_EXTRACT PROVIDED:_
This, unfortunately, is in no way going to guarantee that you don’t get sick if you follow my suggestions step by step, but it may stop you from getting a bad case of Dysentery or even a mild but embarrassing case of Diarrhoea. I myself have been caught out in Nepal a few times before following the steps below, and it wasn’t local food that got me the first and the worst time, it was my passion for chocolate croissants that had me in bed for two days, and very ill for the following week or so. Light cases have come at me when eating dried Buffalo meat, salted and hung in the open doors, and unfortunately, it’s just as easy to develop an upset tummy just from feasting off plates that have been washed in untreated water. Here are a few tips to make the dreaded bug a little less potent and certainly helps me out when travelling.
Water Worries: It’s very simple, just don’t drink the stuff out of the tap at all if you have a weak stomach or you’re just worried. Use treated or boiled water to brush your teeth, and try not to get too much in your mouth when taking a shower. It may sound over excessive but the best precaution is over doing it.
Trekker’s Miracle: When asking many seasoned trekkers how they stay healthy while trekking through the Himalaya and dining at local teahouses etc. They often say that having a bottle of coke with all meals is a good way to kill off any bacteria that may be slipping past the radar and into your stomach.
Hand Sanitisers: Fabulous invention, the hand sanitiser that does not require water, is a great way to make sure those germs you have picked up, from perhaps patting a cute puppy on the road to touching untreated water. Remember in Nepal most dogs will be carrying some form of parasite or another. In most cases food poisoning does occur from simply eating with dirty hands.
Ice and Cold Food: Although these days most tourist restaurants will use treated water for their ice, it’s probably better to just avoid ice all together, even in your alcoholic beverage. If you want to drink, then drink bottled beer, or coke and your spirit of choice, no ice. Cold food on the street is pretty much a big no no, if it’s not piping hot or cooking on the spot then don’t put it in your mouth! Also make sure your salad has been washed in treated water if you’re going to eat it.

[Referring expression pointing data]
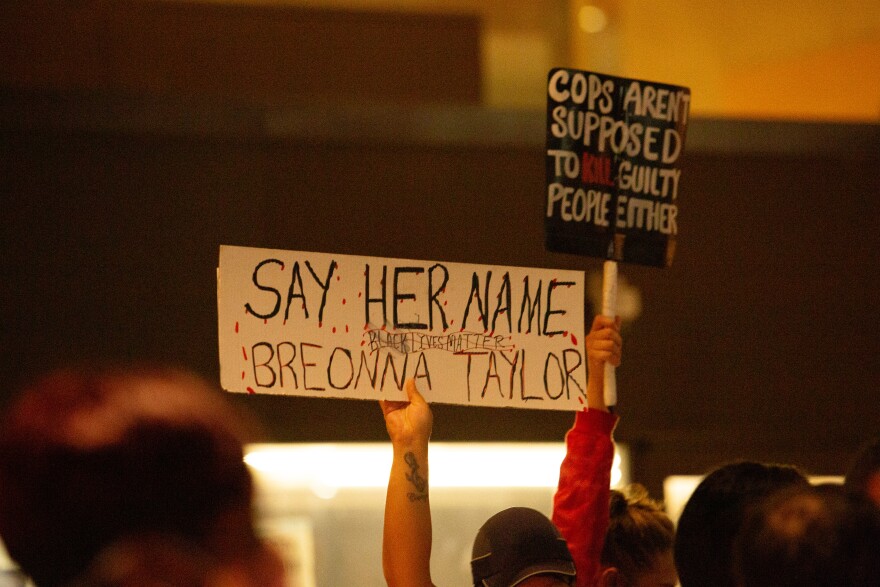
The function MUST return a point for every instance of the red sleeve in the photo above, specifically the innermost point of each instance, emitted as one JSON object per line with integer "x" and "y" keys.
{"x": 580, "y": 505}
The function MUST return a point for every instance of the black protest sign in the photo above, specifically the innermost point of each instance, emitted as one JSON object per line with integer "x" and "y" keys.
{"x": 613, "y": 151}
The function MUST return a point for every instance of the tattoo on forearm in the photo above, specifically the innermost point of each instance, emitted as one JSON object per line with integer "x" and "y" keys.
{"x": 419, "y": 482}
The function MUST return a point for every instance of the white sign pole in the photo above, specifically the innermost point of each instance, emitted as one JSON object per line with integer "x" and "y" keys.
{"x": 609, "y": 308}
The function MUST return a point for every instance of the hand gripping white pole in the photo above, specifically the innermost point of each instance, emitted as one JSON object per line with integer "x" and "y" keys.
{"x": 609, "y": 308}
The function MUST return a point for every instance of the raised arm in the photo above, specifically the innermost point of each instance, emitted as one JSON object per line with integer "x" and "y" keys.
{"x": 406, "y": 538}
{"x": 580, "y": 505}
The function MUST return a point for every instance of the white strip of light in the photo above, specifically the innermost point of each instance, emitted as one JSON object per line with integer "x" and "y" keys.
{"x": 325, "y": 468}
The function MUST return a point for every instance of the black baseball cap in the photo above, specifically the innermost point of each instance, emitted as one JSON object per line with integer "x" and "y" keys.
{"x": 515, "y": 544}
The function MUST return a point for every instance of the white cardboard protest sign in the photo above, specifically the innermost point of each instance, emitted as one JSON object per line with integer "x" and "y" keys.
{"x": 343, "y": 326}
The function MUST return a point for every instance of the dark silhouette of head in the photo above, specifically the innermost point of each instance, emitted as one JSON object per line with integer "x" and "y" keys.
{"x": 714, "y": 513}
{"x": 863, "y": 475}
{"x": 817, "y": 536}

_WORK REQUEST:_ Resume the Nepal stomach-bug tips after their final sentence, adding further tips in the same style.

_RESPONSE AREA:_
Peel ‘able Fruit: Another wise choice for untreated water washed fruit, if you can peel it, then you can be more sure you are peeling the possible bacteria off, things like bananas, dragon fruit, oranges and lychees, try to avoid apples unless you wash them yourself with treated water or peel the skin.
Treatment when it’s too late: Most people take something like Imodium with them. In actual fact, this can block up the bacteria along with your embarrassing problem and drag it out longer. Go and see your doctor and ask what’s best for you, most Doctors will give you an actual antibiotic that will get in and solve the problem not trap it. But remember your Doctor is the best person to decide what’s best for you and the above information in merely a guide to possible avoidance to these unwanted travel nasties. Also, drink a lot of treated water and hot water, keep hydrated and wash it out at the same time.
Last but not least, if you’re not sure about where to eat, or what to eat, by no means should you avoid eating great local food, after all it’s all part of the travel experience. A good travel company that is actually based in the country is a great way to go, as they should be able to suggest fabulous and clean local eateries and restaurants. Another good way to tell is if the restaurant is full of locals, it generally means the food is delicious.